*WORK INSTRUCTIONS:* When a line in the entries below contains the word "chrome", copy that line.

*RECORDS TO USE:*
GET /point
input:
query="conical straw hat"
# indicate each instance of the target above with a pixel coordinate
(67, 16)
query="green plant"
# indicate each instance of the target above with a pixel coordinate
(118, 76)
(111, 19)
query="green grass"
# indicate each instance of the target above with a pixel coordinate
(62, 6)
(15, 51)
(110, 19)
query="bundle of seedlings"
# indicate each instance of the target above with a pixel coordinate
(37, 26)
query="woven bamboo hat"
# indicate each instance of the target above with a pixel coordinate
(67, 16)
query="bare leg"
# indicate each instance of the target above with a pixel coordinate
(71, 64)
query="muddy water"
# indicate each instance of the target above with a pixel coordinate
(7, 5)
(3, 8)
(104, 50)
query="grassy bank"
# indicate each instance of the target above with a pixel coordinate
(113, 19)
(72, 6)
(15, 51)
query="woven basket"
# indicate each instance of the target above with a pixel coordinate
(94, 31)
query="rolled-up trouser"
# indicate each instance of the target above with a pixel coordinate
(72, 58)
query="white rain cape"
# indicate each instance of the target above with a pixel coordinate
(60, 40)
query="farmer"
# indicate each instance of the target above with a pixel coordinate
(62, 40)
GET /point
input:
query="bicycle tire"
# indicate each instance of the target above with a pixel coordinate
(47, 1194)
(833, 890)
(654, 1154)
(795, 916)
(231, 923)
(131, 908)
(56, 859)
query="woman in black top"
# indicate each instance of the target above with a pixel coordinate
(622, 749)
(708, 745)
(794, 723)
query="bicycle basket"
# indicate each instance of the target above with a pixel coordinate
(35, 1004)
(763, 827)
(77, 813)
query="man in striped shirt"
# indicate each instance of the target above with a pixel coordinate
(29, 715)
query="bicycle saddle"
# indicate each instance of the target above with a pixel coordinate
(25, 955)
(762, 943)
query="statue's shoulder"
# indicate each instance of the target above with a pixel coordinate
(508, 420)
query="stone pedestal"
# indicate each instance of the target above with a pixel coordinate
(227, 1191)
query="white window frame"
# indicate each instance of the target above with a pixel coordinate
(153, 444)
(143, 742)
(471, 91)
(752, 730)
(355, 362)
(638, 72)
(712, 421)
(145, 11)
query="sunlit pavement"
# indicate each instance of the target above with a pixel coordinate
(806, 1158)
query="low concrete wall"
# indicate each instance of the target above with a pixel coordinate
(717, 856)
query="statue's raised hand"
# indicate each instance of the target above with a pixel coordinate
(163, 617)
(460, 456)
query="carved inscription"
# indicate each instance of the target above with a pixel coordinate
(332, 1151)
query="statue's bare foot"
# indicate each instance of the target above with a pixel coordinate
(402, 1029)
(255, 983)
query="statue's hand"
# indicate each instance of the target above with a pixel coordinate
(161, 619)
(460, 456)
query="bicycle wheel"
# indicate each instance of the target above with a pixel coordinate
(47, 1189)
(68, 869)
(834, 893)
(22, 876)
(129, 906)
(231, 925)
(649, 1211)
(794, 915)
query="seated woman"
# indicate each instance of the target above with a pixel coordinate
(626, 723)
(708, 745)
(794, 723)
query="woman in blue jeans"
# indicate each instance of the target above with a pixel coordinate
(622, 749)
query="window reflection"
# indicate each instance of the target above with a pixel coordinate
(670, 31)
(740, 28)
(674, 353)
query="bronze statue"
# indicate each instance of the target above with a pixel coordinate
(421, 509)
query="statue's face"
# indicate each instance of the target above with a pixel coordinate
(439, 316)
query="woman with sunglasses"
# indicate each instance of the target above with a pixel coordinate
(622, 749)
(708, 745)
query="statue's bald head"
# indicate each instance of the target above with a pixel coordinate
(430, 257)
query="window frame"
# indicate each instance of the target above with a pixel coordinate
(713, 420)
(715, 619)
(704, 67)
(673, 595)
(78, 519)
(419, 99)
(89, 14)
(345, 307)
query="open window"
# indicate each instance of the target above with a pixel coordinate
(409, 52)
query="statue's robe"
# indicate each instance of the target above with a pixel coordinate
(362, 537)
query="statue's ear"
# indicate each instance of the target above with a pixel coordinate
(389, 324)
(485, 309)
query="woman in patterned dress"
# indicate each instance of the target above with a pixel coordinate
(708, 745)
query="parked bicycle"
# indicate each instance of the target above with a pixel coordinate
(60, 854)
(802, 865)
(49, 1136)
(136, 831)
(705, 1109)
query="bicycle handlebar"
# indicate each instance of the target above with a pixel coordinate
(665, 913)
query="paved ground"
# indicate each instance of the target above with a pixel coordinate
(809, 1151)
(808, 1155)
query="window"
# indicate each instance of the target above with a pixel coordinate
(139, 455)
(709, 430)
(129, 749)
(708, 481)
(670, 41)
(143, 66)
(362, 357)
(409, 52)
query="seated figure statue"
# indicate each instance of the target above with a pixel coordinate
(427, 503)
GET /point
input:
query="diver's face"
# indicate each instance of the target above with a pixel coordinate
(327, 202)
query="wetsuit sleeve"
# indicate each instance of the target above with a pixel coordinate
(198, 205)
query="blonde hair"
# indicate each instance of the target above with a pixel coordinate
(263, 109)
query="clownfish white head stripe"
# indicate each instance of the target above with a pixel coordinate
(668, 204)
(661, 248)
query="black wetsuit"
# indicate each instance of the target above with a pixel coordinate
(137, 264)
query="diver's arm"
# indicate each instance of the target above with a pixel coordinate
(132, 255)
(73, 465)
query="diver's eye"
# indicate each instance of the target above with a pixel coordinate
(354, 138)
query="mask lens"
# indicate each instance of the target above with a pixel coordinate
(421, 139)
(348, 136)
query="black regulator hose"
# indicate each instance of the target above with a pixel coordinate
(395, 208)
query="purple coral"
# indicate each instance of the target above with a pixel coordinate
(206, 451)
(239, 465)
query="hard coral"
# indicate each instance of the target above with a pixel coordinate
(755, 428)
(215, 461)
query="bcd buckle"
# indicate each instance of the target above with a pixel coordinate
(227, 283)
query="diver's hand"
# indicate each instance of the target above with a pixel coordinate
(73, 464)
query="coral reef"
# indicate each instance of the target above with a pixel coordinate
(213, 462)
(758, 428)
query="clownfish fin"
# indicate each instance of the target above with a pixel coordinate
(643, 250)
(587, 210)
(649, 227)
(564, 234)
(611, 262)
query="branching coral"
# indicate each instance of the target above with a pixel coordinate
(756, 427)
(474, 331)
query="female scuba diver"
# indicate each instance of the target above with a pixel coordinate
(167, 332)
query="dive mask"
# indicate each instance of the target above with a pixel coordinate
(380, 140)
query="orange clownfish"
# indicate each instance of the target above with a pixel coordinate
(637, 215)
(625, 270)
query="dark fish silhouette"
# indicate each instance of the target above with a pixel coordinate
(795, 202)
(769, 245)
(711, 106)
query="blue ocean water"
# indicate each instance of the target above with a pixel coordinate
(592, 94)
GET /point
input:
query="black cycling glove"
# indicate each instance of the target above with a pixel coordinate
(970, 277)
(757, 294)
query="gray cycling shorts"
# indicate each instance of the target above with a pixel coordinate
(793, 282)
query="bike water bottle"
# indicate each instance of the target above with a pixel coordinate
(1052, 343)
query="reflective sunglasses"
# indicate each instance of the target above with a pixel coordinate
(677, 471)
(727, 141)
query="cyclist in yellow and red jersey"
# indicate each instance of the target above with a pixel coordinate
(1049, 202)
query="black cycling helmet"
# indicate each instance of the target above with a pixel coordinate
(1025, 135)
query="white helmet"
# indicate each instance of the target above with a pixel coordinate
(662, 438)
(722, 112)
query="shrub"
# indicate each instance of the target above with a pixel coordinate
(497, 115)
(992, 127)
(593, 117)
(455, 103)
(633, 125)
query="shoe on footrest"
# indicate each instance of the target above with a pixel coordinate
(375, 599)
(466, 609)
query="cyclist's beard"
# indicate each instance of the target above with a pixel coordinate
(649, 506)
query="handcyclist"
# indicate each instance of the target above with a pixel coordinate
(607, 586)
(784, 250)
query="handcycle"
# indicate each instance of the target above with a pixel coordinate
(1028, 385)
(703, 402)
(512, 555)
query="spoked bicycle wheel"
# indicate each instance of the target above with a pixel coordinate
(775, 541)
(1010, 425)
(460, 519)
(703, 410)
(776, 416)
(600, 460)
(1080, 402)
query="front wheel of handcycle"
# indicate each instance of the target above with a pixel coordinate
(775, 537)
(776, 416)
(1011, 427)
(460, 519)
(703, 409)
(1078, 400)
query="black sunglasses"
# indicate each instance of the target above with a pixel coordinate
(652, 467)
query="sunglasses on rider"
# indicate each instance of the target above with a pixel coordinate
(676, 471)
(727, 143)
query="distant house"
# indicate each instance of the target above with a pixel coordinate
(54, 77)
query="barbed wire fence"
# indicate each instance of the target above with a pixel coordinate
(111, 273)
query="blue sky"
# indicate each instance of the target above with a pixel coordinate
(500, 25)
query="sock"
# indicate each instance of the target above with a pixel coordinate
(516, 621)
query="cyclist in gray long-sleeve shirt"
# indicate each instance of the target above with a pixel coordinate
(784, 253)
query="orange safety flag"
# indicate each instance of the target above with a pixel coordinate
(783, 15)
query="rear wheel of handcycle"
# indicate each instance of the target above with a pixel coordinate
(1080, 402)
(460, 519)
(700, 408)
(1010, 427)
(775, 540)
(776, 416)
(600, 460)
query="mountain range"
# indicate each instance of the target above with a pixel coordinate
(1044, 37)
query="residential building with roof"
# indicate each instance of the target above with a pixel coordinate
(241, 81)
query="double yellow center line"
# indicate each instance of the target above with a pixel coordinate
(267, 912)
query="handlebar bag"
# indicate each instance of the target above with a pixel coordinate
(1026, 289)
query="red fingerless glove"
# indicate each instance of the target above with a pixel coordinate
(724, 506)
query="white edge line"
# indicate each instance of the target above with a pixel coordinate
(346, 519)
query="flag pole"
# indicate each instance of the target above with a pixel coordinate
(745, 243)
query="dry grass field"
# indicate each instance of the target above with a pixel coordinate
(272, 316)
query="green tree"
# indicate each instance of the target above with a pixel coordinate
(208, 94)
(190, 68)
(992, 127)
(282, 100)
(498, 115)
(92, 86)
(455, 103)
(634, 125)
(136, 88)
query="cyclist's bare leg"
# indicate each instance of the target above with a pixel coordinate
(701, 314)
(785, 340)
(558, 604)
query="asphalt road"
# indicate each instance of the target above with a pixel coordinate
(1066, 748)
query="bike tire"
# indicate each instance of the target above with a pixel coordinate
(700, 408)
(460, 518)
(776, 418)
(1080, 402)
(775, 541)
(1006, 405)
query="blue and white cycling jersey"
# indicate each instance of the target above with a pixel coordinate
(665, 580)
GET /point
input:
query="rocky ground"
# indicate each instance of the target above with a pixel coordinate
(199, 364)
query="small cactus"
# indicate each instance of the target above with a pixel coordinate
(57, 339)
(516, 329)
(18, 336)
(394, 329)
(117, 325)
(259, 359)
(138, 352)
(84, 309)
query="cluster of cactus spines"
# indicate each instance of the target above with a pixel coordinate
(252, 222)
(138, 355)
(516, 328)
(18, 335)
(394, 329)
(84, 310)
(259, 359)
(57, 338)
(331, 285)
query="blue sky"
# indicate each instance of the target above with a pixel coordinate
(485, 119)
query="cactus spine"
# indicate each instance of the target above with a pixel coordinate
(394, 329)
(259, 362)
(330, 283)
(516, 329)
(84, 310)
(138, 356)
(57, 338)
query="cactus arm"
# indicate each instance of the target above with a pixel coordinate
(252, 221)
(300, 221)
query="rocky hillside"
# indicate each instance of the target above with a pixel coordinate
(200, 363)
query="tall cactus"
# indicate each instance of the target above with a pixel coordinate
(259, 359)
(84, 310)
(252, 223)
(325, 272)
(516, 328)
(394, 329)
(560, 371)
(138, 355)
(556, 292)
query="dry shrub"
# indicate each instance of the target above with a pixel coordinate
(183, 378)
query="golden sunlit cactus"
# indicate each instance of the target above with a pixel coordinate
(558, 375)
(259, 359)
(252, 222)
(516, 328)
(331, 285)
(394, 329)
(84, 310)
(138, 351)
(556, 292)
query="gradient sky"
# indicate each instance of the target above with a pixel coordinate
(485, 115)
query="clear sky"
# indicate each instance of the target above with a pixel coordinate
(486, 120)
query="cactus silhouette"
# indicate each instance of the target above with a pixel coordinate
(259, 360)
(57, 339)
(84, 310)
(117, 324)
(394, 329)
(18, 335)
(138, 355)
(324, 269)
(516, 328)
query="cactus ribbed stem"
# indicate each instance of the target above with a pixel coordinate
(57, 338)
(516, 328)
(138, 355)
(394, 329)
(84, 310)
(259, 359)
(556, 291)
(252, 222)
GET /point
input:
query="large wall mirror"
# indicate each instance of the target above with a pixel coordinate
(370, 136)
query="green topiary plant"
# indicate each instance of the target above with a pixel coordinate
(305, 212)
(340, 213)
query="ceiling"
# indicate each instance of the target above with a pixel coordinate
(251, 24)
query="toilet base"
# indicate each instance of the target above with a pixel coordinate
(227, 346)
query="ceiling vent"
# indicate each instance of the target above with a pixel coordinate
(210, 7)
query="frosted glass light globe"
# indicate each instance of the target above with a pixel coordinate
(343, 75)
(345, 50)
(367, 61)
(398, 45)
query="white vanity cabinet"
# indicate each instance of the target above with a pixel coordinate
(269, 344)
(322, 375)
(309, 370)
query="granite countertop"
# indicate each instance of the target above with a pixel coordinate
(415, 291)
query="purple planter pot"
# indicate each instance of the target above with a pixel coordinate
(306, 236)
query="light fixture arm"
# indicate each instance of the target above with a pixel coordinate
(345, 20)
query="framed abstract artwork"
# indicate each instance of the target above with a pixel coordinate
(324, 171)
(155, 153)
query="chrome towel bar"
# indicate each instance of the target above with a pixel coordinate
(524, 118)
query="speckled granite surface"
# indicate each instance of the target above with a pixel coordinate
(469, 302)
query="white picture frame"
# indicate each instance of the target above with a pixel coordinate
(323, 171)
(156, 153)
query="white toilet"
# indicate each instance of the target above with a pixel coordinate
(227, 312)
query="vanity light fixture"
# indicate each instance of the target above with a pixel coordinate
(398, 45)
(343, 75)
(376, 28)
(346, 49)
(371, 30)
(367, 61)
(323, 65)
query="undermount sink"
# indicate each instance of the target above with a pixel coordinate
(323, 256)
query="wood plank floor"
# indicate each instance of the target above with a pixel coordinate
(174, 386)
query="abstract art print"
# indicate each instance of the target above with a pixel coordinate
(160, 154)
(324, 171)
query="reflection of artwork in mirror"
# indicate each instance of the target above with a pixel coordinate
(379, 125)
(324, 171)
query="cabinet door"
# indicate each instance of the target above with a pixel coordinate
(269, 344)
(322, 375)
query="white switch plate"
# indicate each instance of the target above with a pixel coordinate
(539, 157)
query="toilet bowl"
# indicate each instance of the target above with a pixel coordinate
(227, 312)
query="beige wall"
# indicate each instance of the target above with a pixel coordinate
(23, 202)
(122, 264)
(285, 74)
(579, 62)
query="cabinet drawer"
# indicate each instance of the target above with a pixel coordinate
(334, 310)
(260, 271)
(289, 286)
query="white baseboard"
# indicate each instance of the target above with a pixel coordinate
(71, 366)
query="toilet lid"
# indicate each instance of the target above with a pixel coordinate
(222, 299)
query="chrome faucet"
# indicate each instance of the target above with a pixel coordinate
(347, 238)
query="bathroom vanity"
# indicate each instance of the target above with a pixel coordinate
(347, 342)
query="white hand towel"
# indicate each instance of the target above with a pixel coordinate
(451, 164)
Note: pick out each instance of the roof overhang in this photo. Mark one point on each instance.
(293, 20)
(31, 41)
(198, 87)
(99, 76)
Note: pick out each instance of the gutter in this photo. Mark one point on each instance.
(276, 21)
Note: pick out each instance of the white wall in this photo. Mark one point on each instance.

*EXERCISE RESPONSE:*
query="chrome towel bar"
query="chrome faucet"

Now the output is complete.